⟨

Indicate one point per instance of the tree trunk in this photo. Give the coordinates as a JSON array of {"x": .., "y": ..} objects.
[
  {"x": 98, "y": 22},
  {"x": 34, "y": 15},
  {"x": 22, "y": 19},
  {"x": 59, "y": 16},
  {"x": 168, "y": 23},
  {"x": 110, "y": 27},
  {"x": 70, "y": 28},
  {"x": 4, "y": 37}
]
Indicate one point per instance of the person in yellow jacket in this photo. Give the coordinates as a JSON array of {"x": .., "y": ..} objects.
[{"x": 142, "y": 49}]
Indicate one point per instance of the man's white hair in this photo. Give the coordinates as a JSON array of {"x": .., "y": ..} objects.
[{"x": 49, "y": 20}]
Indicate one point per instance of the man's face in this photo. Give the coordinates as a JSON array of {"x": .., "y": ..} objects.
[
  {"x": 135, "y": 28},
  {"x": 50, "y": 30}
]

⟩

Written problem: Please retype, exactly as written, every line from the line containing "Indicate one point per instance of the person" through the last line of the records above, including both of those lines, and nothing else.

Correct result:
Indicate one point per instance of the person in yellow jacket in this photo. Give the coordinates as a JSON array of {"x": .., "y": ..} objects.
[{"x": 142, "y": 49}]
Indicate one point per instance of the man's white hair in this photo. Give the coordinates as a JSON array of {"x": .., "y": ..} objects.
[{"x": 49, "y": 20}]
Indicate one point per instance of the man's face in this photo. Give the coordinates as a JSON array of {"x": .., "y": ..} objects.
[
  {"x": 135, "y": 28},
  {"x": 50, "y": 30}
]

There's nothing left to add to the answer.